(Items from a labeling collection)
##############################

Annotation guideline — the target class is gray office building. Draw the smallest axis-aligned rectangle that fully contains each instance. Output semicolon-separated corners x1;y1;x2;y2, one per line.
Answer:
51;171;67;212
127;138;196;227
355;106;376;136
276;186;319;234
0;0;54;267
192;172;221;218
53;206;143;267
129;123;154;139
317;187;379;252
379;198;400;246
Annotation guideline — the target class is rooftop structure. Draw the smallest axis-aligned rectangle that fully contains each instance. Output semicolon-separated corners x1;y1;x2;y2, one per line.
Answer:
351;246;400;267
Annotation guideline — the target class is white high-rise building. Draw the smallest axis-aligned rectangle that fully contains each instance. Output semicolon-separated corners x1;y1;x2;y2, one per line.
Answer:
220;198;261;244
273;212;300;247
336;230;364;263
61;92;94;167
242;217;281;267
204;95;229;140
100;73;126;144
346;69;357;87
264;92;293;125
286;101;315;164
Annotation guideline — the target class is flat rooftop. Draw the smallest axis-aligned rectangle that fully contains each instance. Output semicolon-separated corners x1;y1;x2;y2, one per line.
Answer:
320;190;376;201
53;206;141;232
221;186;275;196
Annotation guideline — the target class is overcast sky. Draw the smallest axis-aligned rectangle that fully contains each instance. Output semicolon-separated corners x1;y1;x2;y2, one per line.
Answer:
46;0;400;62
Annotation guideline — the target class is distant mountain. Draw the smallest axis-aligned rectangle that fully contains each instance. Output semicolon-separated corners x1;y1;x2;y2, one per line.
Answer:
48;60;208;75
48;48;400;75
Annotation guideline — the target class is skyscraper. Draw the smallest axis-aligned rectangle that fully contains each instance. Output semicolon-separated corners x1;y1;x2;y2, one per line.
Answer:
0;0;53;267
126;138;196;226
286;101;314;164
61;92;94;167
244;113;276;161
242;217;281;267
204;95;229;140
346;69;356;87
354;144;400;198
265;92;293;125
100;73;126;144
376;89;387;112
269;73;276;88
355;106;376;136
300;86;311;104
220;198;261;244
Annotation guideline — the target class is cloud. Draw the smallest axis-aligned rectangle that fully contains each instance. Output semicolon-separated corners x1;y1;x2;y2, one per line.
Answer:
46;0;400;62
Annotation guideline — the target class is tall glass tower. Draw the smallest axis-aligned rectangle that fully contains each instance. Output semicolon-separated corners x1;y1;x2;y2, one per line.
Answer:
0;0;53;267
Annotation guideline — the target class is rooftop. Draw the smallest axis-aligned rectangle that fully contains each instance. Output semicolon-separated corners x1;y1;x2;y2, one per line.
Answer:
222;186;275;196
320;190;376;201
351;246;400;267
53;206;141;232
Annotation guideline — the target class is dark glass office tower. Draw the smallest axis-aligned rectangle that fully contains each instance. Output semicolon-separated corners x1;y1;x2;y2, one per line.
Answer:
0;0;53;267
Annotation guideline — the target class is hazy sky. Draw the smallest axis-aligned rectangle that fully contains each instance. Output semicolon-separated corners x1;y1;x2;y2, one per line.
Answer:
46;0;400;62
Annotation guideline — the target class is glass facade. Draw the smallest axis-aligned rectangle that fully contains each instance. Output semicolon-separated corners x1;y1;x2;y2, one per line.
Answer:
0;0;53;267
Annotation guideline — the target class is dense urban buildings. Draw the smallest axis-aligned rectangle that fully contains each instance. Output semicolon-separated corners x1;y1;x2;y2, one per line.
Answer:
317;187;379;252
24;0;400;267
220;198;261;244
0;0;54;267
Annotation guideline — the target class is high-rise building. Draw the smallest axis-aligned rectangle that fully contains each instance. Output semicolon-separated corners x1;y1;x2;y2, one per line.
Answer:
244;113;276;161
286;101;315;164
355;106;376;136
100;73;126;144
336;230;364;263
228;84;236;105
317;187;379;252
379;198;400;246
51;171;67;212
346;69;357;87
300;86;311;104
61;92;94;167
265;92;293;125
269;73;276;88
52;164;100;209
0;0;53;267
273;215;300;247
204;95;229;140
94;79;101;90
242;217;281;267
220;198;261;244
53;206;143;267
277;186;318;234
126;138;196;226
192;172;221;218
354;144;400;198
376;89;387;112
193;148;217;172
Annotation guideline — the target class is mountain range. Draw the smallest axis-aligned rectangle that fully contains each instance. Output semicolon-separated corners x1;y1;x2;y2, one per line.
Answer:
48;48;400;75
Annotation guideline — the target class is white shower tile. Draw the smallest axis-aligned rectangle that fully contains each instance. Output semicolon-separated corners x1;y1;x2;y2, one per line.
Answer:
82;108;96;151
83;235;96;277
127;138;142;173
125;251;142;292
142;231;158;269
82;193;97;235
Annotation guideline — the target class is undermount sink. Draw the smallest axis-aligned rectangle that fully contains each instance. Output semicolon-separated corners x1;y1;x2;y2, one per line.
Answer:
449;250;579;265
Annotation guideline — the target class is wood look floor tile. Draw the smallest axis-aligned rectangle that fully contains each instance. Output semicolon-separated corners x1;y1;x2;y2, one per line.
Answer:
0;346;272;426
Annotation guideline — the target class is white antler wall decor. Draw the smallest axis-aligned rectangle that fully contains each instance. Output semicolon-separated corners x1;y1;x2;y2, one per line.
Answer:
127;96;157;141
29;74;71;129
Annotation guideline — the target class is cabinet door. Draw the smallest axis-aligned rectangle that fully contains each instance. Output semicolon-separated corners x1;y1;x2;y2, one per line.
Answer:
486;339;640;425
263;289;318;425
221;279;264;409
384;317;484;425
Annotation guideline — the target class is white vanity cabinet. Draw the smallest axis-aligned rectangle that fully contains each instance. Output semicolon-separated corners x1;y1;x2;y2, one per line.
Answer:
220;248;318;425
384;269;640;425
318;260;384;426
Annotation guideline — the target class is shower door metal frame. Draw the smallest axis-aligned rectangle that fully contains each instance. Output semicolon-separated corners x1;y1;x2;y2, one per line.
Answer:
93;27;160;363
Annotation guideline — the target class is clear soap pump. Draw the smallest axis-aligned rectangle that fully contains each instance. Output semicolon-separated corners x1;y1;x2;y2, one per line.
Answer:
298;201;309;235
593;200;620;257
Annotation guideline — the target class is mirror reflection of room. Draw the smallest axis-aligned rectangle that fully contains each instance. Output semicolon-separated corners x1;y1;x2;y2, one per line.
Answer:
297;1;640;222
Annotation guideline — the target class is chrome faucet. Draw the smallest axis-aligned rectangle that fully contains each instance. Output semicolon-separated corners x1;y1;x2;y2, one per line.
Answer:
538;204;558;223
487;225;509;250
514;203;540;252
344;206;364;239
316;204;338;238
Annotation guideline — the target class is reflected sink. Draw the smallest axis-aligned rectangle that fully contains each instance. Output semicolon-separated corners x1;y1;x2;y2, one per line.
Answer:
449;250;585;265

##############################

Job:
Quote all of the material above verbatim, reproducing every line in order and without alteration.

Expected answer:
Annotation guideline — the target class is gray office building. Draw the smallest axis-aligned rectangle that fully contains each instance. Output semicolon-separated corners x1;y1;x2;y2, one per line.
Answer:
51;171;67;212
127;138;196;227
355;106;376;136
276;186;319;234
0;0;54;267
192;172;221;218
53;206;143;267
129;123;154;139
317;187;379;252
379;198;400;246
Annotation guideline — the target class is rooftop structure. Draw the smallest axis-aligned rectangle that fully contains each instance. Output semicolon-separated corners x1;y1;x2;y2, one per line.
Answer:
351;246;400;267
Annotation guideline — the target class is white high-rise building. Draw the smallest axis-aligned rectangle that fully contains each instance. Output semicolon-separated corners x1;y1;x2;y2, one per line.
Answer:
220;198;261;244
273;212;300;247
336;230;364;263
61;92;94;167
242;217;281;267
204;95;229;140
100;73;126;144
346;69;357;87
264;92;293;125
286;101;315;164
Annotation guideline — the target class is flat rooftop. Draw the smallest axis-aligned rectangle that fully contains each instance. Output semicolon-separated corners x1;y1;x2;y2, one per line.
Answer:
320;190;376;201
53;206;141;232
221;186;275;196
Annotation guideline — the target class is overcast sky. Draw the smallest axis-aligned rectangle that fully contains each instance. Output semicolon-separated corners x1;y1;x2;y2, one per line.
Answer:
46;0;400;62
Annotation guideline — the target class is distant mountain. Draw the smallest axis-aligned rectangle that fully contains each instance. Output semicolon-separated corners x1;y1;x2;y2, one per line.
Answer:
48;60;208;75
48;48;400;75
Annotation guideline — the target class is skyscraper. Draw the smallest axis-aligned rectangle that fully contains each instance. Output semicolon-separated corners x1;y1;x2;y2, one per line.
Answer:
0;0;53;267
126;138;196;226
286;101;314;164
61;92;94;167
244;113;276;161
242;217;281;267
204;95;229;140
346;69;356;87
354;144;400;198
265;92;293;125
100;73;126;144
376;89;387;112
269;73;276;88
355;106;376;136
300;86;311;104
220;198;261;244
Annotation guideline — the target class is cloud. Draw the smallest axis-aligned rectangle that fully contains each instance. Output semicolon-separated corners x1;y1;x2;y2, one per line.
Answer:
46;0;400;62
Annotation guideline — the target class is tall glass tower. Draw the smallest axis-aligned rectangle that fully contains each instance. Output semicolon-separated corners x1;y1;x2;y2, one per line.
Answer:
0;0;53;267
Annotation guideline — the target class is rooftop. Draw the smallest axis-aligned rectangle that fully contains each instance. Output semicolon-separated corners x1;y1;x2;y2, one per line.
Answer:
222;186;275;196
320;190;376;201
351;246;400;267
53;206;141;232
Annotation guideline — the target class is dark glass office tower. Draw the smallest axis-aligned rectangle that fully contains each instance. Output semicolon-separated corners x1;y1;x2;y2, one per line.
Answer:
0;0;53;267
Annotation guideline — the target class is hazy sky. Draw the smallest axis-aligned rectangle that fully contains each instance. Output semicolon-separated corners x1;y1;x2;y2, one per line.
Answer:
46;0;400;62
Annotation guideline — the target class is glass facade. Draw the smallest axis-aligned rectangle that fully contains each instance. Output semicolon-separated corners x1;y1;x2;y2, one per line.
Answer:
0;0;53;267
Annotation guideline — the target class is dense urban buildings. Draw the smallest axis-aligned rectangle that fully contains each instance. Output semicolon-separated corners x1;y1;x2;y2, one per line.
Answer:
317;187;379;252
24;0;400;267
220;198;261;244
0;0;54;267
Annotation guideline — the target class is high-rise building. Draw the smallest axis-aligned rectangle that fully contains each instance. Output semicolon-separated corners x1;y1;x2;y2, one per line.
Answer:
244;113;276;161
286;101;315;164
355;106;376;136
100;73;126;144
336;230;364;263
228;84;236;105
317;187;379;252
379;198;400;246
51;171;67;212
346;69;357;87
300;86;311;104
61;92;94;167
265;92;293;125
269;73;276;88
52;164;100;209
0;0;53;267
273;215;300;247
204;95;229;140
94;79;101;90
242;217;281;267
220;198;261;244
53;206;143;267
277;186;318;234
126;138;196;226
192;172;221;218
354;144;400;198
376;89;387;112
193;148;217;172
Annotation guideline — the target class is mountain range. Draw the smallest axis-aligned rectangle that fully contains each instance. Output semicolon-separated corners x1;y1;x2;y2, one per line.
Answer:
48;48;400;75
Annotation guideline — the target class is white shower tile. Draw the smallest axis-aligned rectangle that fully contains each instance. Output semicolon-separated corners x1;y1;x2;y2, one per line.
Answer:
82;108;96;151
83;235;96;277
127;138;142;173
125;251;142;292
142;231;158;269
82;193;97;235
Annotation guideline — the target class is undermount sink. Draw the smallest axis-aligned rectangle that fully contains each instance. Output semicolon-separated corners x1;y1;x2;y2, one per line.
Answer:
449;250;579;265
Annotation guideline — the target class is wood look floor tile. Draw the smallest axis-aligned rectangle that fully contains each instance. Output semicolon-separated corners x1;y1;x2;y2, one per line.
Answer:
0;346;272;426
Annotation guideline — the target class is white antler wall decor. Draw the smallest axis-aligned rectangle that fully contains each instance. Output semicolon-separated corners x1;y1;x2;y2, one per line.
Answer:
127;96;157;141
29;74;71;129
Annotation guideline — the target class is cabinet door. Draw the smallest axis-aligned rectangle that fully contains each instance. Output semicolon-separated corners x1;y1;x2;y2, one per line.
Answer:
486;339;640;425
263;289;318;425
221;279;264;409
384;317;484;425
Annotation guideline — the target class is white vanity cabinet. Draw the smallest axis-aligned rectangle that fully contains each instance. Output semicolon-separated corners x1;y1;x2;y2, one per line.
Answer:
220;248;318;425
384;269;640;425
318;260;384;426
Annotation guideline — the target class is shower door metal frame. Draw the smallest axis-aligned rectangle that fully contains each instance. Output semicolon-separated corners x1;y1;x2;y2, one per line.
Answer:
93;27;160;363
Annotation guideline — the target class is clear soap pump. Draw the smallest axis-aligned rectangle that fully contains each instance. Output semicolon-separated corners x1;y1;x2;y2, one per line.
Answer:
298;201;309;235
593;200;620;257
Annotation guideline — the target class is mirror reflection of room. Draw the smallest axis-aligned rectangle that fully contains each instance. Output semicolon-separated corners x1;y1;x2;y2, one per line.
Answer:
297;1;640;222
Annotation guideline — the target class is chrome faucet. Draw the smallest axis-aligned rectangle that fully contains each instance. Output semicolon-separated corners x1;y1;x2;y2, one per line.
Answer:
538;204;558;223
487;225;509;250
514;203;540;252
344;206;364;239
316;204;338;238
Annotation guideline — the target class is reflected sink. Draw the smallest axis-aligned rectangle that fully contains each instance. Output semicolon-separated corners x1;y1;x2;y2, one per line.
Answer:
449;250;585;265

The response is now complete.